EXERCISE AIM:
Only a number is wanted here. Tally the lines of the data that contain "below".

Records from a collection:
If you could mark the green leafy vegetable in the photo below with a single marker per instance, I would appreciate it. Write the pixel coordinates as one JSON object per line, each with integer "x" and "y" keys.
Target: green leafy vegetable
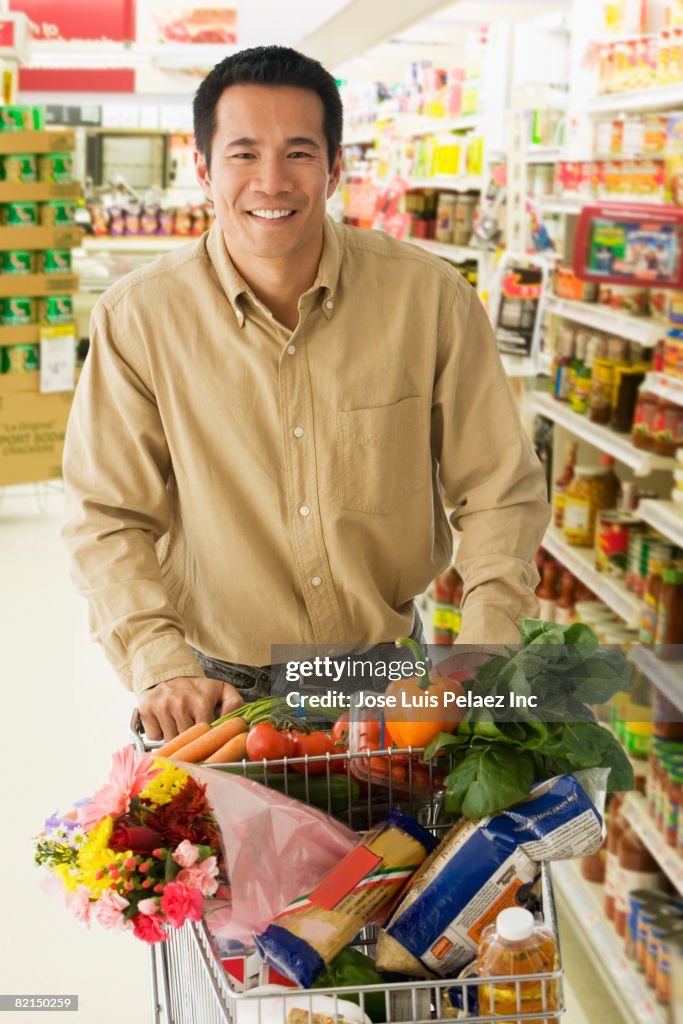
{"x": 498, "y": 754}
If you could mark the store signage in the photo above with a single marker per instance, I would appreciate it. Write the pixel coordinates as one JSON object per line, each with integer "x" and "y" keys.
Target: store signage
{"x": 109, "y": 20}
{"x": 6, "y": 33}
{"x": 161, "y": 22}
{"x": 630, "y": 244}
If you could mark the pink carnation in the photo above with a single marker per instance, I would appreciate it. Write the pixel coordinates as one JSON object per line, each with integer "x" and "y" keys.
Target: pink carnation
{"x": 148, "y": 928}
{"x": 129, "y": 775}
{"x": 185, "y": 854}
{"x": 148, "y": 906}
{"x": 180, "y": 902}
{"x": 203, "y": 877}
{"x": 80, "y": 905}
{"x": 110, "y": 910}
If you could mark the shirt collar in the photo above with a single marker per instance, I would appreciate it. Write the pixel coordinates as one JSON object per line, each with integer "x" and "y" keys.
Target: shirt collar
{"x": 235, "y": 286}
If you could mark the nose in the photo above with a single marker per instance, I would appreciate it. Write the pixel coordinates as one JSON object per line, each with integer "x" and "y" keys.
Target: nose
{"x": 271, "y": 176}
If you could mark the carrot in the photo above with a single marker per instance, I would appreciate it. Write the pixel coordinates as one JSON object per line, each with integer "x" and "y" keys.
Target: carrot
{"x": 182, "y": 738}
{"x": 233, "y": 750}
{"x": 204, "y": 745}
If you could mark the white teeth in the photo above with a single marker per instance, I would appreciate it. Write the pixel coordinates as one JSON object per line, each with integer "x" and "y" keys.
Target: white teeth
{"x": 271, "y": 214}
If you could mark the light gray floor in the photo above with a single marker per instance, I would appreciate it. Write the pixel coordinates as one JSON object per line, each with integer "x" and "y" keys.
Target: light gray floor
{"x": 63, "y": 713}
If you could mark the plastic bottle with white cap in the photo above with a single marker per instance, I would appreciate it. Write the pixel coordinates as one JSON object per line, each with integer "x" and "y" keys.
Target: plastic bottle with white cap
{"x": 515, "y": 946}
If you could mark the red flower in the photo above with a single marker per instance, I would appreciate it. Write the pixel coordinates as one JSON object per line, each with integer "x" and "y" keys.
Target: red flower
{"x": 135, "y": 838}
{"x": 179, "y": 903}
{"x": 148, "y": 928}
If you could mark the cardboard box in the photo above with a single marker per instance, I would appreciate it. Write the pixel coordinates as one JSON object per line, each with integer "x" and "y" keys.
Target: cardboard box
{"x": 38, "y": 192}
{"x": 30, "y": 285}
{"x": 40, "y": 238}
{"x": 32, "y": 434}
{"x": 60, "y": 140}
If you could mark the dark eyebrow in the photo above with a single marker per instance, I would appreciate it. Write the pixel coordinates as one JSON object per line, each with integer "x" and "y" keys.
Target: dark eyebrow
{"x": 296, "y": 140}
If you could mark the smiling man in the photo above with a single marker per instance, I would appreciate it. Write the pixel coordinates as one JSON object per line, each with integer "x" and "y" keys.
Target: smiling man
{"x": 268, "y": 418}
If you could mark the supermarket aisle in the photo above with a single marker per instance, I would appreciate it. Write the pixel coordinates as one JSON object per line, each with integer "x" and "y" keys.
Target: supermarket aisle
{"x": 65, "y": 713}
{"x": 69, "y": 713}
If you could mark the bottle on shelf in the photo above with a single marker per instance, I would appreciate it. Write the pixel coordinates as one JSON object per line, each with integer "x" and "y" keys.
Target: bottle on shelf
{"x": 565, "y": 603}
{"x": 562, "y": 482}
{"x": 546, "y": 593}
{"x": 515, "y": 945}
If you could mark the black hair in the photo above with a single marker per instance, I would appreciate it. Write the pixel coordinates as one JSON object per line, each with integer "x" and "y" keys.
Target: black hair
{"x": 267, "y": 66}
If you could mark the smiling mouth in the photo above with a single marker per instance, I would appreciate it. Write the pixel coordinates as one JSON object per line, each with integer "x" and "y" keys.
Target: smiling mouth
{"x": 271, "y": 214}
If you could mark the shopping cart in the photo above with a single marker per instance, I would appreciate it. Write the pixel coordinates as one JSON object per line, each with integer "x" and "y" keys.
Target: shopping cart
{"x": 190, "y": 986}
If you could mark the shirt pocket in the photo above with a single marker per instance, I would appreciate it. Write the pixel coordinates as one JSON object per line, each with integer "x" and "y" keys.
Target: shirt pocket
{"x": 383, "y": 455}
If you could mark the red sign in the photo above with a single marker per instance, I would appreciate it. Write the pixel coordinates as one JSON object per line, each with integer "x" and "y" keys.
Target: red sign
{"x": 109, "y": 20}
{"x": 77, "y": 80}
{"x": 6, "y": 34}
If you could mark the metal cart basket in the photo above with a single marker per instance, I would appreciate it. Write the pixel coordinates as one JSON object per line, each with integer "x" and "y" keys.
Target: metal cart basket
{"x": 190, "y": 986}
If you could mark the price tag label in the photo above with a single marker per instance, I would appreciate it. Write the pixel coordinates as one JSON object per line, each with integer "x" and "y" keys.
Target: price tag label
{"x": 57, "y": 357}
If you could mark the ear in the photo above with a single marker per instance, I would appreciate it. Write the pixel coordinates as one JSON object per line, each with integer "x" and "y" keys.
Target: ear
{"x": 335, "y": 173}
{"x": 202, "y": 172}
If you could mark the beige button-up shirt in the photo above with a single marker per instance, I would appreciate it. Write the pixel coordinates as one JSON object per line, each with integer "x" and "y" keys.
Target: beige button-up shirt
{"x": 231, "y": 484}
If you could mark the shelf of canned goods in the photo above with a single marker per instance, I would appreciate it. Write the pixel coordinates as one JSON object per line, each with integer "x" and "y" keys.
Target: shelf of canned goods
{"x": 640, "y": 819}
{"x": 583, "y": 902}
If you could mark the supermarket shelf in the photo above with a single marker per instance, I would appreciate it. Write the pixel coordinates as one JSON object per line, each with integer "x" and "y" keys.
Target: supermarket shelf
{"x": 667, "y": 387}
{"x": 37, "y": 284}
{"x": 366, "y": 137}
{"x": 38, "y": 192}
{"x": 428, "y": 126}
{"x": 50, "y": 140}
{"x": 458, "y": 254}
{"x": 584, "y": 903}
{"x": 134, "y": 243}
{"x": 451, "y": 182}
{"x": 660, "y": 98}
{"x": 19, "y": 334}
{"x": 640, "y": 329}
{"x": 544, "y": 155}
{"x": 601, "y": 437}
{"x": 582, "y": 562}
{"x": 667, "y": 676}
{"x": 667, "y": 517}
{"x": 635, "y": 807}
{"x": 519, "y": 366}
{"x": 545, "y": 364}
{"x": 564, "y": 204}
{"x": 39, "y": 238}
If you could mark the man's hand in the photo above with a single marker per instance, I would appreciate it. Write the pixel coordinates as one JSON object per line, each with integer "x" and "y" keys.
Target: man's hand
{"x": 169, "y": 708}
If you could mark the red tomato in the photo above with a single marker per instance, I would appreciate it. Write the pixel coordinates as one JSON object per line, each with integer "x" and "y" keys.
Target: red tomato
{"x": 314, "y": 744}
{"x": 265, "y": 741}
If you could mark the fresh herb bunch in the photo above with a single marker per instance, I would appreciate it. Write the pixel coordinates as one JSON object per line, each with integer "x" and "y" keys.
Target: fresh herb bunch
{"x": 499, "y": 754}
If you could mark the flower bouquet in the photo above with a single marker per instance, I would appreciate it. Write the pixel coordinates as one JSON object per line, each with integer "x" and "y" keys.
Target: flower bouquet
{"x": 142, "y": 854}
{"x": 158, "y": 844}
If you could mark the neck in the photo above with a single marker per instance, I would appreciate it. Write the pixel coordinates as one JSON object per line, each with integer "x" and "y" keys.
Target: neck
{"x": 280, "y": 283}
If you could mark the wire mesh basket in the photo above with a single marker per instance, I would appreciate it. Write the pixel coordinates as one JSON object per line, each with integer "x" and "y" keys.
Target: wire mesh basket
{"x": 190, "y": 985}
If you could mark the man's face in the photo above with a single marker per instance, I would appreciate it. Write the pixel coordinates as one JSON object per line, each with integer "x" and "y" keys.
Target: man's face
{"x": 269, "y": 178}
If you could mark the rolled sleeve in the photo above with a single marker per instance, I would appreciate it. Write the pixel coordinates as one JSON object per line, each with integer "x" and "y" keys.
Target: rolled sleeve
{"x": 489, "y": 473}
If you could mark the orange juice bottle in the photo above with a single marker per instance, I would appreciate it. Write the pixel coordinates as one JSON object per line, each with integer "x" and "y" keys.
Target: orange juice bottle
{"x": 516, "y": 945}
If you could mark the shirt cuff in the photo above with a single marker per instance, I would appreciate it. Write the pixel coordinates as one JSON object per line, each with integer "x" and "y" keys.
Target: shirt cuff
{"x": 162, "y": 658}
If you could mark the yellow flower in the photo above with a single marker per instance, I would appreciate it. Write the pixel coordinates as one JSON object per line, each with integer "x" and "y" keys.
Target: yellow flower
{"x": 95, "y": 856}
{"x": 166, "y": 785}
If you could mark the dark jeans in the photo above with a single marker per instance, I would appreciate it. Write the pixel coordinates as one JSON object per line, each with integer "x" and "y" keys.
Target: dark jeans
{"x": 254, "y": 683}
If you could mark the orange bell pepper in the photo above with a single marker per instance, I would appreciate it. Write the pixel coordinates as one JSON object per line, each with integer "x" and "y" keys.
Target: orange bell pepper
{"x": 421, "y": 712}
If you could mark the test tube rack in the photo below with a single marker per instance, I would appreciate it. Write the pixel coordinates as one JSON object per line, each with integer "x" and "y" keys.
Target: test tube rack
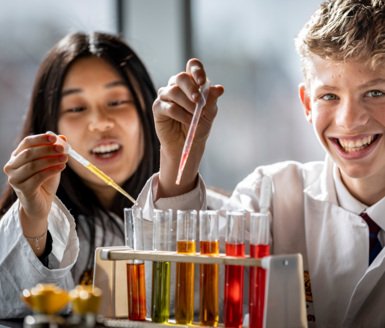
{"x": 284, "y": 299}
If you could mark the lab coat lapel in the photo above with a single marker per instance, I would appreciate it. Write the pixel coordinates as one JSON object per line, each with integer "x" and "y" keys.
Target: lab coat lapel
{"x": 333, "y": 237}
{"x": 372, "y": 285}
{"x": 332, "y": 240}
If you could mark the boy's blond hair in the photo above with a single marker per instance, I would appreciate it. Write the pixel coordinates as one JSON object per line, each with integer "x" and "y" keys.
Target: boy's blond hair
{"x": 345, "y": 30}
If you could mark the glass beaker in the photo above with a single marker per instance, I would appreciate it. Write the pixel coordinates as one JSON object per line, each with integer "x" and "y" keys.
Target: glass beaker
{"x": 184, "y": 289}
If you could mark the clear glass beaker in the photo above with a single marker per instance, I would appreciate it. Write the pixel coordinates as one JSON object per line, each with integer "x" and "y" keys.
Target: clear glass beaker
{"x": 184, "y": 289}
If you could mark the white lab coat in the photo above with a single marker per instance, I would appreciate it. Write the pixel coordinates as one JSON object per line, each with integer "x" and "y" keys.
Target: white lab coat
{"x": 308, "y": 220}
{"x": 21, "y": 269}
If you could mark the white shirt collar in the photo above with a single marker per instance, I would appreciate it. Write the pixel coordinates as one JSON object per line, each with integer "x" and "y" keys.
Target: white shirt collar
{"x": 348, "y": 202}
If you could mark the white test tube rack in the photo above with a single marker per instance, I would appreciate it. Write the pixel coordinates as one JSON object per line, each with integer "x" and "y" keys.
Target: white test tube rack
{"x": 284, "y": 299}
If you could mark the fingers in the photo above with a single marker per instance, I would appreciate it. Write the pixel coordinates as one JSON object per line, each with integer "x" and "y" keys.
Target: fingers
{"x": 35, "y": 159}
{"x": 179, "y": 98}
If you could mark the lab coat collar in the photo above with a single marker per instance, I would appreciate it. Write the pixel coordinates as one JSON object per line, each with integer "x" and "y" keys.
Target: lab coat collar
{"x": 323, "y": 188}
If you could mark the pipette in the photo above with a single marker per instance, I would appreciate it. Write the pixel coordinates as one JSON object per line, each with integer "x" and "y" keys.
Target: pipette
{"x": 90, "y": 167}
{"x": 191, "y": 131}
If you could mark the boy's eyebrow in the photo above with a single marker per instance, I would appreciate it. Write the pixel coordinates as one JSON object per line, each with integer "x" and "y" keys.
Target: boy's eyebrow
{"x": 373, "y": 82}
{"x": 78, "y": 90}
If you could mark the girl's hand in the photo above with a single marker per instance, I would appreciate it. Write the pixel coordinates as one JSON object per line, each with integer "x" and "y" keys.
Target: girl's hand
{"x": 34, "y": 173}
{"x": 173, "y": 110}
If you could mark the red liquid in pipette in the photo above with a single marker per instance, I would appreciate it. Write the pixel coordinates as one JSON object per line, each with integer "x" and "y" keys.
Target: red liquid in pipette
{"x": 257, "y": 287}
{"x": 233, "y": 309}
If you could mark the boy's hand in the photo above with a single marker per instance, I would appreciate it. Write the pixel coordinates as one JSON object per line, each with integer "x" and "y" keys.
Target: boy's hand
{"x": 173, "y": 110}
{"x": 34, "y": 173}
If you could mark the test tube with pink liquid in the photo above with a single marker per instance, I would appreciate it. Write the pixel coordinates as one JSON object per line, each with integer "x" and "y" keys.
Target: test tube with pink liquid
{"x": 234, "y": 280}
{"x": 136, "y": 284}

EXERCISE SOLUTION:
2